Goal of the exercise.
Could the data below be copied out in full, word for word?

Natural language region descriptions:
:::::

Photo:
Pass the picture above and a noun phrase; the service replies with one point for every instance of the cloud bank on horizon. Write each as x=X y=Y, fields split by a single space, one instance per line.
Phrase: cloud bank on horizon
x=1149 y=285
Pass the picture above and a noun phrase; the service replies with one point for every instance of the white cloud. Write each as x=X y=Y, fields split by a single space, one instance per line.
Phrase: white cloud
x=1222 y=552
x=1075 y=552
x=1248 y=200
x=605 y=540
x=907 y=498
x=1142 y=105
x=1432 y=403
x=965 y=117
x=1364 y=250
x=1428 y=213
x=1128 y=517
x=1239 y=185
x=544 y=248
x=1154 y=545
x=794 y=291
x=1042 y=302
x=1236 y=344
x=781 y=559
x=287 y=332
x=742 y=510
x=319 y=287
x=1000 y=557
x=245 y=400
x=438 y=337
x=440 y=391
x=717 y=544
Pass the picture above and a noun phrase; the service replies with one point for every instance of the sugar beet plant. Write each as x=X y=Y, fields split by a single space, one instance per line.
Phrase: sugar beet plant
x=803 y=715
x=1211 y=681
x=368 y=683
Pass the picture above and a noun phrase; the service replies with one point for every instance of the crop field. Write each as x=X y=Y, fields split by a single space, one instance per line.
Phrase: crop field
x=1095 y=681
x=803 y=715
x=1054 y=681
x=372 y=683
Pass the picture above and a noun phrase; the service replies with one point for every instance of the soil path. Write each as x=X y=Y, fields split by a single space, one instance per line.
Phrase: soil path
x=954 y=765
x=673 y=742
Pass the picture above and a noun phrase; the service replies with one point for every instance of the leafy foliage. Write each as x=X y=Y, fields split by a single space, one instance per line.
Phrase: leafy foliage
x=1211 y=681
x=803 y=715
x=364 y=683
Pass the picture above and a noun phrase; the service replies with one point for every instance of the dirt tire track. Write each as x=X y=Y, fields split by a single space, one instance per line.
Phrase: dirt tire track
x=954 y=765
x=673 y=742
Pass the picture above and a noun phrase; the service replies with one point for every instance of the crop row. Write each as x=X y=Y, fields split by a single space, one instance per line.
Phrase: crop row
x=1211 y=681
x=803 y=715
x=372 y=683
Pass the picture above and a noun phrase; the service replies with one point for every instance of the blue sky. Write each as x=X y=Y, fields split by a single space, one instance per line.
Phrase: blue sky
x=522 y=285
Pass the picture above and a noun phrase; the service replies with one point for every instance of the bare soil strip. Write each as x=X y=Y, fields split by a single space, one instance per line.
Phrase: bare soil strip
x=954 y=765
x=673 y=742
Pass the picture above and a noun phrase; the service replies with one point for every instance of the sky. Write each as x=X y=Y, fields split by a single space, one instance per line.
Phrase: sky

:::::

Output of the exercise.
Photo:
Pass the picture above and a noun phrase; the service replies with one point for every instance of the cloud bank on horizon. Write each as x=X y=Y, fields split by a single space, one instance per line.
Phrase: cloud bank on horizon
x=1149 y=285
Pass the picture above and a noun phrase; the service replies with one point for every instance of the white cloud. Write each as x=X y=Y, fields split by a single space, one instance per line.
Phrase: white cloud
x=1222 y=552
x=1075 y=552
x=1248 y=200
x=605 y=540
x=907 y=498
x=1142 y=105
x=1432 y=403
x=965 y=117
x=1364 y=250
x=1428 y=213
x=1128 y=517
x=1239 y=185
x=544 y=248
x=1154 y=545
x=794 y=291
x=1042 y=302
x=1236 y=344
x=781 y=559
x=287 y=332
x=742 y=510
x=319 y=287
x=1000 y=557
x=245 y=400
x=438 y=337
x=440 y=391
x=717 y=544
Pass the picture above and a noun phrase; the service replies with one point for every instance of the sugar beet plant. Write each as x=X y=Y, fields split by a single space, one instance per line.
Phrase: sugar beet plant
x=803 y=715
x=1211 y=681
x=368 y=683
Pass the picture above and a noun phrase; the service replies with one point for every instance of the crop field. Write each as x=X y=Y, fields split by a single space, one instance per line.
Phrase: crop field
x=1095 y=681
x=803 y=715
x=1054 y=681
x=372 y=683
Pass the picture above and a noun phrase; the service replies with one point for every instance of the soil path. Write each as x=X y=Y, fields split by a single space, one instance per line.
Phrase: soil path
x=954 y=765
x=673 y=742
Pass the picture above and a noun phrase; the service replies with one point for every instance of the leafy foliage. Write each as x=X y=Y, fields split by a single space, one instance per line.
Phrase: leafy foliage
x=1211 y=681
x=803 y=715
x=364 y=683
Pass the picture above and a noun phrase; the service replies with one point for every instance of the dirt tire track. Write each as x=X y=Y, fields split by a single space, one instance per line.
Phrase: dirt tire track
x=954 y=765
x=673 y=742
Pass the picture above and a noun phrase; the service replies with one point for every instance of the crop row. Write each as x=X y=Y, fields split by a single space, one instance per line.
Phrase: crop row
x=1211 y=681
x=803 y=715
x=372 y=683
Pass the picture above and a noun phrase; the service replies with one point for every instance of the blue sky. Write each as x=X y=Y, fields split by a single space, one instance per line.
Phrase: blue sky
x=522 y=285
Pass the picture above and a noun phrase; the service replies with one point for every instance of the bare soil strip. Write each as x=X y=Y, fields split by a single space, one instance per line.
Phrase: bare soil strip
x=954 y=765
x=673 y=742
Pass the picture above and a noun phrase; the service replies with one point for every instance of the sky. Write each as x=X y=Y, fields split by a single space, one instance per line.
Phrase: sky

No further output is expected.